## Excerpt
===============

The present invention relates to a pharmaceutical product comprising a parasympathomimetic drug having therapeutic properties on the pathology of human sensitivity and of the motor system in general.
Parasympathomimetic drugs are already known, the effect of which is similar to that which is obtained by stimulating the parasympathetic postganglionic fibres.
The fact is also known that these drugs are at present rarely used since their action throughout the sensory periphery is little known.
In this connection it should be pointed out that the applicant has elaborated a theory about a "sympathetic-sensory coupling" (SSC), by postulating ubiquitous sympathetic inhibitions throughout the sensory periphery.
Considering the well-known sympathetic-parasympathetic parallelism on smooth muscle, glands and myocardium, the same applicant has experimentally exploited the parasympathetic denervation supersensitivity of familial dysautonomia (Riley-Day disease) and he has reversed with parasympathomimetic drugs the skin and corneal analgesia, the ageusia, anosmia and proprioceptive and vestibular areflexia of this disease, thus experimentally showing for the first time the existence of excitatory "parasympathetic-sensory couplings" (PSC).
Moreover, he has integrated this discovery the general theory of the "sympathetic and parasympathetic sensory coupling" (SPSC), and into the essential distinction between the following peripheries:
1) normechanoceptive, nornociceptive, norproprioceptive and
2) dysmechanoceptive, dysnociceptive, dysproprioceptive.
This theory postulates the existence of normal normechanoceptors, nornociceptors and norproprioceptors which are excited by the parasympathetic system and inhibited by the sympathetic one; and that, "in the case of a parasympathetic denervation, parasympathetic drugs can replace the excitatory action of the parasympathetic system thereon.
Vice versa, in the case of a biochemical alteration of the axoplasmic flow of the primary sensory neurons, due to a central or peripheral cause, these neurons may display membrane dysmetabolic characteristics which transform normechanoceptors into dysmechanoceptors, nornociceptors into dysnociceptors, and norproprioceptors into dysproprioceptors.
On these dysmechanoceptors, dysnociceptors and dysproprioceptors, the parasympathetic nervous system reverses its action, from being excitatory on to the normechanoceptors, nornociceptors and norproprioceptors, into being an inhibitory one.
However, the parasympathetic action becomes very small or absent, because of the prevalence of an excitatory action of the sympathetic nervous system on dysmechanoceptors, dysnociceptors and dysproprioceptors.

===============

## Records shown
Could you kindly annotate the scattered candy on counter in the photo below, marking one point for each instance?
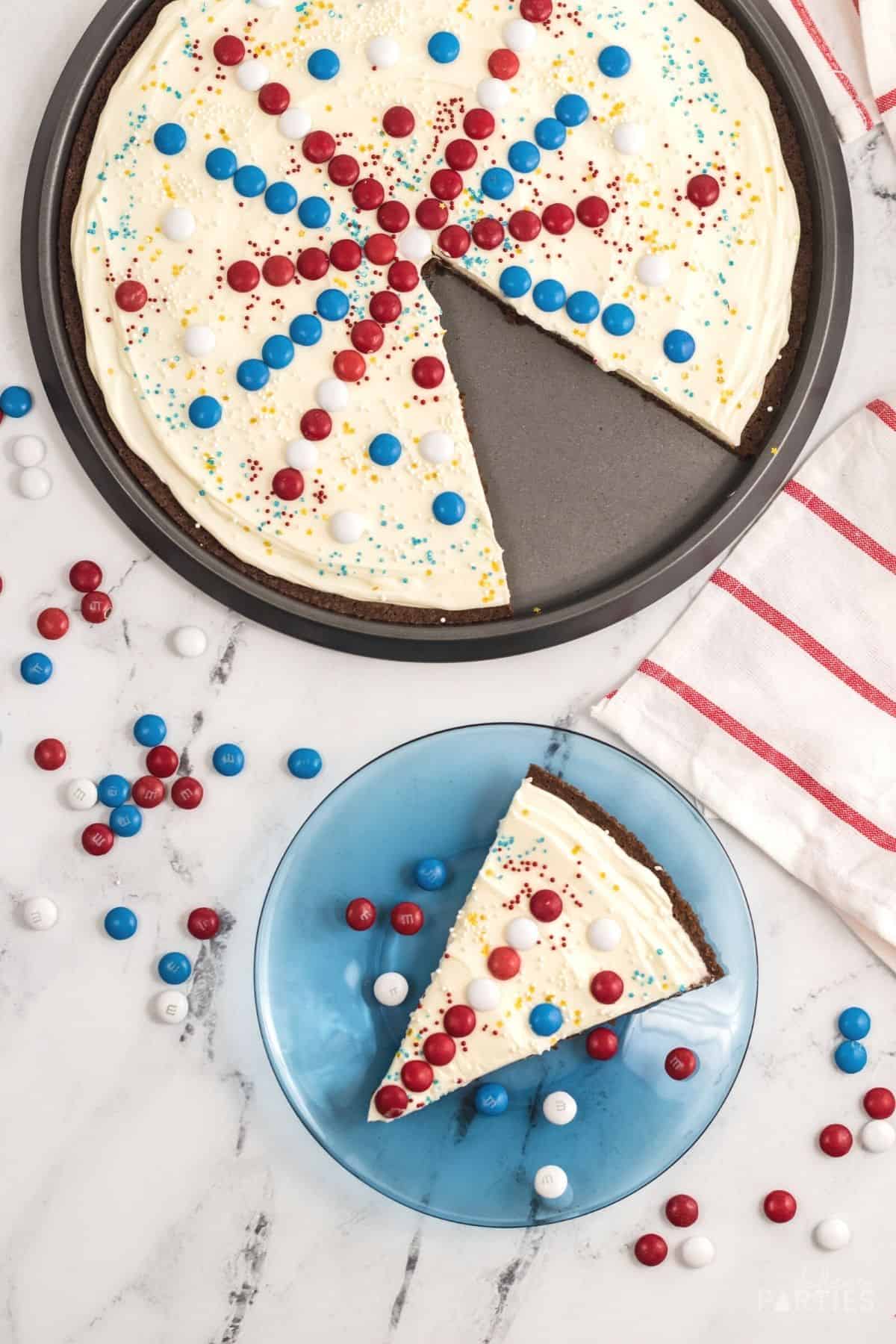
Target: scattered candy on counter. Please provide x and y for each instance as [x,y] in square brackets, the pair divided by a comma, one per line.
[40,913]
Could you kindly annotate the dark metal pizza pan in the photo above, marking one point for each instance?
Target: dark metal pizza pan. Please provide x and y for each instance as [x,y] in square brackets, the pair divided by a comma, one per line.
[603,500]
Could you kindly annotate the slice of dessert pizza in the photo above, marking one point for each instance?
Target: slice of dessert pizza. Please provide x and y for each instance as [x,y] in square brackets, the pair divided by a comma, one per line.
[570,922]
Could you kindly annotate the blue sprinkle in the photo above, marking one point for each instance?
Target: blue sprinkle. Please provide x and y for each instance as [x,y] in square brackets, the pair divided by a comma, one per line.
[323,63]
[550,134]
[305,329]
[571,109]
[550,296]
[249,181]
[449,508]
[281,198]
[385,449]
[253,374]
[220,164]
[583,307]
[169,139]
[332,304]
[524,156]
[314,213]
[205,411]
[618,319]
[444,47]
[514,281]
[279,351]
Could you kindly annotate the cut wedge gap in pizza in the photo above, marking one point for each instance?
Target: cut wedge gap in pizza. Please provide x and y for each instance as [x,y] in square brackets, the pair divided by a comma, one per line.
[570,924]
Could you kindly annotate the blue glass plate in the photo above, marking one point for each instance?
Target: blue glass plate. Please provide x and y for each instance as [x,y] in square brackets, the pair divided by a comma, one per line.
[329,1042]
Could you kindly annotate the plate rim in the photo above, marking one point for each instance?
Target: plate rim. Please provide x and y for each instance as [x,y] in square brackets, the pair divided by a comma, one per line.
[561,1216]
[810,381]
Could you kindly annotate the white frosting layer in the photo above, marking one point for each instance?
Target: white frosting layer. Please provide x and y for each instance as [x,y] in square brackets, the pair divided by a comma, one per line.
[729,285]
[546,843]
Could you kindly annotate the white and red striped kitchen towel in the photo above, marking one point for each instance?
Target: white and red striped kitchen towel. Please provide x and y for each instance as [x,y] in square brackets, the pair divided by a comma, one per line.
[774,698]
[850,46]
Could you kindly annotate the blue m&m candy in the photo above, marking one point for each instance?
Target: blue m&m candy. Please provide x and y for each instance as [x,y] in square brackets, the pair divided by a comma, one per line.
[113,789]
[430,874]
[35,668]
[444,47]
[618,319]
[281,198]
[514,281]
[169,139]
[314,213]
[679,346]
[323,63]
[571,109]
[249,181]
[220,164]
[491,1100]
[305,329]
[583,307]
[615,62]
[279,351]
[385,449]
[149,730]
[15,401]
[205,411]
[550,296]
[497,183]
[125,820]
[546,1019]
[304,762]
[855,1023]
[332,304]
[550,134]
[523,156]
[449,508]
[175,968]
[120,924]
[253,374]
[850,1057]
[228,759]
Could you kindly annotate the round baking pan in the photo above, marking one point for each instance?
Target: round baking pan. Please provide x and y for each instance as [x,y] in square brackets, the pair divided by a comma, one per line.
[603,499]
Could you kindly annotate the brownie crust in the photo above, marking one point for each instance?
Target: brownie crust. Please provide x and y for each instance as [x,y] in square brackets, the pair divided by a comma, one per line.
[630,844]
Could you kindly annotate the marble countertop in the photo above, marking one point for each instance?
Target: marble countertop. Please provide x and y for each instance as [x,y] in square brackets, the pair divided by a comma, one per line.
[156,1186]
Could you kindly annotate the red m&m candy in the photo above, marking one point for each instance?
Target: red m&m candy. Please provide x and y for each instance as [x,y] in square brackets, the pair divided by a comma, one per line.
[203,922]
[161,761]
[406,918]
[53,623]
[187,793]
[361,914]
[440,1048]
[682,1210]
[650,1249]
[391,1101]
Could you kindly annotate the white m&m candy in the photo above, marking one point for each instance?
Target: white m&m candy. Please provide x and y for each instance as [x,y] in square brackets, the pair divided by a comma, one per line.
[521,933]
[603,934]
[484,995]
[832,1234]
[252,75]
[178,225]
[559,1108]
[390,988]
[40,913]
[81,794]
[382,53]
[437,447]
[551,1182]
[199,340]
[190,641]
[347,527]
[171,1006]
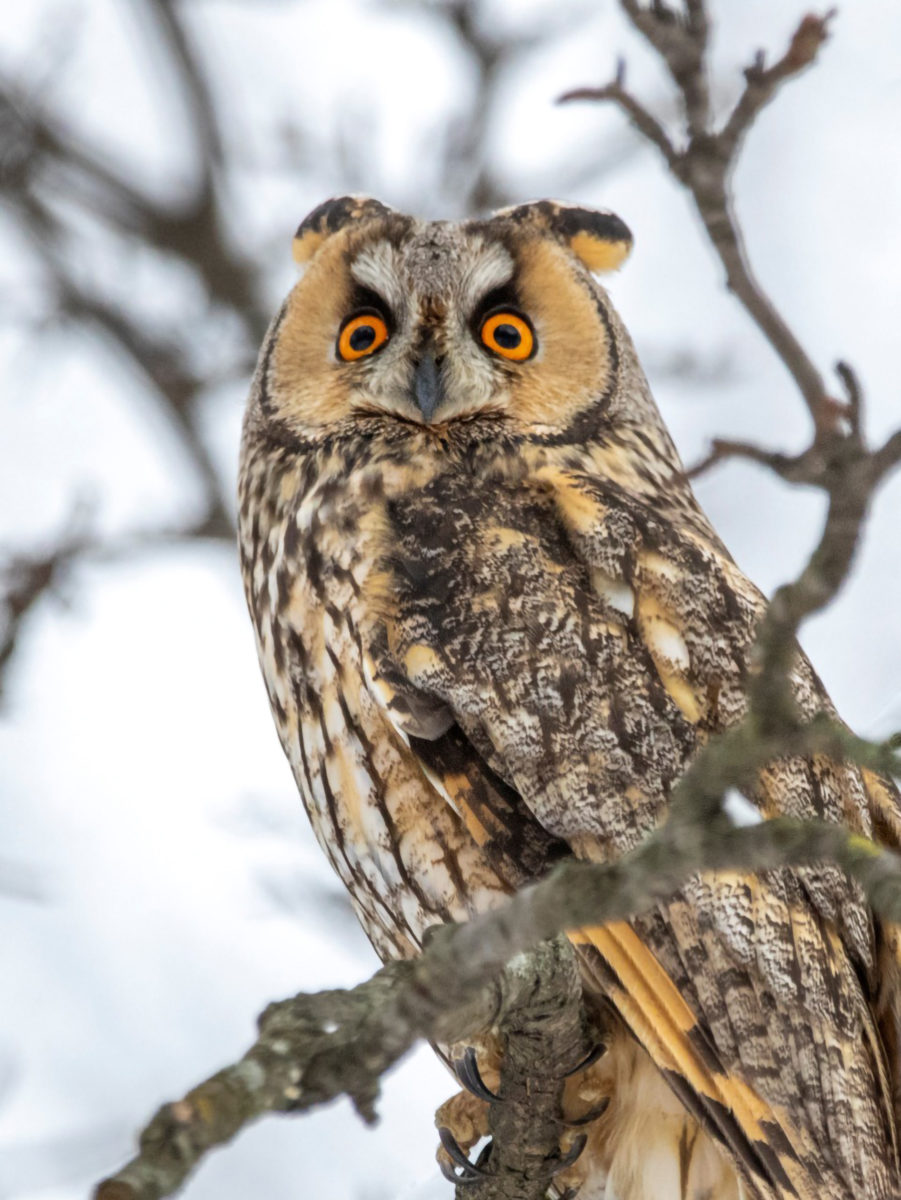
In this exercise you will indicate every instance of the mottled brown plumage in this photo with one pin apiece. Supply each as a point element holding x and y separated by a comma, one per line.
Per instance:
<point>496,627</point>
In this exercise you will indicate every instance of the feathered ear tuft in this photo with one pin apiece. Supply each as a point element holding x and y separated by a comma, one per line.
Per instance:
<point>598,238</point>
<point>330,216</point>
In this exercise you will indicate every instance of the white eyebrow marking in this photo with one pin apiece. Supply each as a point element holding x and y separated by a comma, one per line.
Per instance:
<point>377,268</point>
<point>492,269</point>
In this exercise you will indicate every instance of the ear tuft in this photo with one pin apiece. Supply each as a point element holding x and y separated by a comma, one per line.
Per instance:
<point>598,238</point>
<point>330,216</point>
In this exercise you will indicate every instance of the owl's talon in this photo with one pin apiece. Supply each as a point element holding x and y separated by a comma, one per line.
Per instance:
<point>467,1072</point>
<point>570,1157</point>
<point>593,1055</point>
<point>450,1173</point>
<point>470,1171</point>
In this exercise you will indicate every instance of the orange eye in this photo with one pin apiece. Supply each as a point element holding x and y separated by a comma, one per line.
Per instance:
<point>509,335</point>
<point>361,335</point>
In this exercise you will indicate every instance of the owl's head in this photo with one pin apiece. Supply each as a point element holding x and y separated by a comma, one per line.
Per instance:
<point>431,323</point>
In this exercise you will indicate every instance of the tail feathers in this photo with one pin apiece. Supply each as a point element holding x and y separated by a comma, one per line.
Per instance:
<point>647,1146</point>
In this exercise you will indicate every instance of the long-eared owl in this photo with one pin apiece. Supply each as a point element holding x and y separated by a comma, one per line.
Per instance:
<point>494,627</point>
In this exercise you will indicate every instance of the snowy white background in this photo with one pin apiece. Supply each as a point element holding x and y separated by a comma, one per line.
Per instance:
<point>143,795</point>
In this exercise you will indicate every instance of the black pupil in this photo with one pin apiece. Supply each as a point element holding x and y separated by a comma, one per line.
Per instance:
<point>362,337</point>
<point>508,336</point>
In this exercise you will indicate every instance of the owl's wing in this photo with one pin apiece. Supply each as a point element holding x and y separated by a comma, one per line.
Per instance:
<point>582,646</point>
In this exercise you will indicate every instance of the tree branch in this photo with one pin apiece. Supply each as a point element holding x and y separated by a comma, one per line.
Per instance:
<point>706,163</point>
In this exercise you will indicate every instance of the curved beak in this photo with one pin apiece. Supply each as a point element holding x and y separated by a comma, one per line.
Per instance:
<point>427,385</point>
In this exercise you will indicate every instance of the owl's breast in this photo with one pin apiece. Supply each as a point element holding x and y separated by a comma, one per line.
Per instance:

===============

## Aim of the task
In the text on parasympathomimetic drugs, which disease's parasympathetic denervation supersensitivity did the applicant exploit experimentally?

## Task solution
Familial dysautonomia (Riley-Day disease).